So what is a "song"? Is it a copyright? A melody and lyric?  Who owns that "song"? What rights do the owners have to control its consumption?  These questions are at the heart of today’s debate within the music business. On one side there are the record labels, publishers and a great number of artists, on the other side a large number of music consumers. I have spent a lot of time listening to the opinions of all parties and have expressed a lot of my own points of view. So as this debate evolves, what do I think today?

Well, all parties are correct. Each has a valid list of reasons and a deep passion for what they believe. So rather than keep myself in this ongoing debate, I took the summer off the public speaking circuit with the exception of doing a fun artist brainstorming session with the UK based Musictank group. I left the debate thinking that all perspectives are "right".

During this time I immersed myself in various psychological, scientific, and wellness books as part of my own personal journey. I did a lot of yoga, listened to a lot of Kirtan music, and traveled back and forth to Asia a few times. Understanding how the brain works made me more and more curios about music and the neurological science behind it. What does music do to us on an emotional level? Looking at how we bookmark our life’s journey to various emotions with music being one of the strongest sensory marks.

The more I soaked this in the more apparent to me is that a song is in fact an "emotion". When a listener relates to that "emotion", they attach their own personal emotions to that song. In a sense creating a new emotion or a co-collaboration. This neurological wiring within the brain creates a conscious sense of ownership within the listener based on the emotional level they have infused into the song.

Today such collaborations are seen on many more levels than just a few years ago. The ability to do music mash ups, video mash ups, remixes, perform the song in a virtual space with friends. The personal and social emotional connection is now even more amplified than it ever has been.

I see this emotive impact in how music is used in movies and TV shows. Some music placements have little to no effect on sales, yet others have a profound effect, even if it’s the same song used both times. If the song connects to the emotion being expressed within the visual, it amplifies its effect on the viewer, and the emotional glue now has multiple sticky points. Sarah’s McLachlan’s song “Angel” a 5-minute piano ballad became a #1 hit single at top 40 radio. This would never have happened without its placement in the pivotal part of the movie “City of angels”. Sum 41’s “With me” saw a placement in an emotive scene in Gossip Girls, which caused digital sales to explode over night and help drive the song past 175,000 sales in just a few months as the clip spread through Youtube.

Information supplied —
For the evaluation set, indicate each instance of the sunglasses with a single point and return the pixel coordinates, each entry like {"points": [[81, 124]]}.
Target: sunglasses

Written task — Reproduce word for word the part of the essay on what a song is, starting with "The more I soaked" and going on through "ever has been.".

The solution —
The more I soaked this in the more apparent to me is that a song is in fact an "emotion". When a listener relates to that "emotion", they attach their own personal emotions to that song. In a sense creating a new emotion or a co-collaboration. This neurological wiring within the brain creates a conscious sense of ownership within the listener based on the emotional level they have infused into the song.

Today such collaborations are seen on many more levels than just a few years ago. The ability to do music mash ups, video mash ups, remixes, perform the song in a virtual space with friends. The personal and social emotional connection is now even more amplified than it ever has been.